··· Text

Re: ITS reset for inherited metadata

Thanks for the terminology fix (I've been wondering how to say that
properly)! Thanks also for the pointer to Kosek's converters. They do look
useful, however they aren't suitable for my application. Kosek's converters
are for converting between XHTML and HTML5, but I need to convert general
XML to valid HTML (for the purpose of later displaying ITS information with
the document). This means creating legal HTML representations of illegal
HTML that has ITS info attached (e.g. turning attributes into elements and
sticking them in the parent for display). The output HTML has to be
processable by general ITS/HTML tools (or at least the one we're making is
supposed to be general), so I can't use a homemade standoff markup. I'm
just documenting that my solution as partial for now.
I'll see about adding this feature suggestion to the wiki.

Nathan



On Tue, Aug 6, 2013 at 11:53 PM, Felix Sasaki <fsasaki@w3.org> wrote:

>  Hi Nathan,
>
> thank you very much for your comment. A general remark: if you or others
> propose new features for ITS 2.x, I would suggest that you add them to the
> interest group wiki
> http://www.w3.org/International/its/wiki
> in order to do so you will need a w3c account, see
> http://www.w3.org/Help/Account/
>
> Some comments below.
>
> Am 06.08.13 20:51, schrieb Nathan Glenn:
>
> Hello,
> In the course of the WICS project I have found need for a mechanism to
> undo metadata inheritance for a given element. I'd like to suggest it for
> the next version of ITS.
>
>  *Use case:* I am converting ITS-decorated XML into HTML while keeping
> ITS markup intact.
>
>
> I think above sentence is something else than you are actually doing: what
> you describe below is not "keeping ITS markup intact", but keeping the ITS
> *information* (= a serialization of ITS information that has been created
> via local markup / global rules / inheritance defaults, like e.g. in the
> test suite
>
> https://github.com/finnle/ITS-2.0-Testsuite/ITS-2.0-Testsuite/its2.0/expected/idvalue/html/idvalue1htmloutput.txt
> ) intact.

······

### What is needed
Can you write the next part of the email thread about resetting inherited ITS metadata, picking up right after its last line?

··· Dataset entries

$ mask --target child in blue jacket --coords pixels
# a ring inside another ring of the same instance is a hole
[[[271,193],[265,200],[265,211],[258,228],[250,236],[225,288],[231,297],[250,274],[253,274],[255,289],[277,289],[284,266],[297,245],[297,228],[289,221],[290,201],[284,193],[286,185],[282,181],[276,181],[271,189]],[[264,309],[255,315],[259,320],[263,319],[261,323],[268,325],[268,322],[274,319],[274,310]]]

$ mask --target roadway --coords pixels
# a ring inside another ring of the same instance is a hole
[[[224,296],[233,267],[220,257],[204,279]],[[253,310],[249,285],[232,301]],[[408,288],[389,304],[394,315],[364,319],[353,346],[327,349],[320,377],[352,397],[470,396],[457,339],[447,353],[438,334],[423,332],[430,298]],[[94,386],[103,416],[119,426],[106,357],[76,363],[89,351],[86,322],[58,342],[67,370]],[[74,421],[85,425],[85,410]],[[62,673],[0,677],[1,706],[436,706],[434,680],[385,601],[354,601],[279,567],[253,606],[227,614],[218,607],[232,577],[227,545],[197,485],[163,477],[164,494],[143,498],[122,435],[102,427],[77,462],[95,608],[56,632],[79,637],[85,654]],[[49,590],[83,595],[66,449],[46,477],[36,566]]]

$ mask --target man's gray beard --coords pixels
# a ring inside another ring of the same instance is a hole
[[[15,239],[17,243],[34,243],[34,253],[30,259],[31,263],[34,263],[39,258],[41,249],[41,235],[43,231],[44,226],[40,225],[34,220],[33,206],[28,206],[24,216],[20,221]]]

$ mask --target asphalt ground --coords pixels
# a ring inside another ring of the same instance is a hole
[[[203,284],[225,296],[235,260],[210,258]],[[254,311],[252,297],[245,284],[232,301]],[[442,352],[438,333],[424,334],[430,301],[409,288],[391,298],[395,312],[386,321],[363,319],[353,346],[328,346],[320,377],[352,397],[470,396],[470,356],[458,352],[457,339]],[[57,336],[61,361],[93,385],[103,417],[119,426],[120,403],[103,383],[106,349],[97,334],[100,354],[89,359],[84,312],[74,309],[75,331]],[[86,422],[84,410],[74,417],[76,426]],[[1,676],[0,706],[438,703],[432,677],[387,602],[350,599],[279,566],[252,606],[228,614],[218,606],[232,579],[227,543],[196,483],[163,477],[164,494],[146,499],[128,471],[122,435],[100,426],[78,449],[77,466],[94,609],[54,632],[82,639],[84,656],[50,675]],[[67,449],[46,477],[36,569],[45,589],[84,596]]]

······

### Answer to this exercise
> "keeping ITS markup intact" during a conversion from XML to HTML is
> relatively simple: convert local its:* attributes to its-*. Jirka Kosek has
> created a set of stylesheets that realize roundtripping HTML <> XML
> https://github.com/kosek/html5-its-tools
> Global rules need to be adapted manually. But this should not be a big
> issue: normally you will not create one  rule set per XML document but
> rather per XML format (or per template in a given format).
>
>
>  Any non-element nodes that are somehow involved with ITS markup
> (attributes selected via global rules, comments/PIs etc. pointed to with
> *Pointers) are being converted into elements and pasted near the nodes they
> represent.
>
>
> In your case, you realize "near the nodes" as "converted into child
> elements". But nobody forces you to store the ITS information that way. You
> could also have a tool specific mechanism that converts the ITS markup from
> XML into ITS information in HTML into something like this:
>
> <html>...
>  <script type=application/xml>
>   <itsInfos>
>    <itsInfo idref="#p1">
>     <itsMetadata translate="yes" locNote="..:" ...></itsMetadata>
>      <attribute name="id">
>       <itsMetadata idValue="p1" translate="no"/>
>     </attribute>
>    </itsInfo>
>   </itsInfo>
>  </script>
> </head>
> <body>
> <p id="p1">...</p>
> </body></html>
>
>
> The "p" element contains an "id" attribute. Inside "script" there is an
> "itsInfo" element. Its "idref" attribute points to the idvalue. In this way
> the serialized ITS information is not inline, but "standoff". Note that
> this is a tool specific standoff mechanism, not ITS 2.0 standoff like for
> provenance or localization quality issue. The advantage compared to your
> approach is that putting the serialized ITS information into "script" keeps
> the file HTML valid.
>
>
>  In the original document, comments/PIs and usually attributes don't
> inherit ITS metadata. However, as elements these nodes *do* inherit ITS
> metadata. So in order to make the ITS metadata in the new document
> completely match the original, I have to undo this inheritance. This is
> possible for categories with default values (I can set dir="ltr", or
> localeFilter="*") but not for ones that don't. I could set locNote="", but
> that is not the same as the default (which is the non-existence of
> locNote). The affected categories are: localization note, language
> information, domain, provenance, localization quality issue, localization
> quality rating, MT confidence, and allowed characters.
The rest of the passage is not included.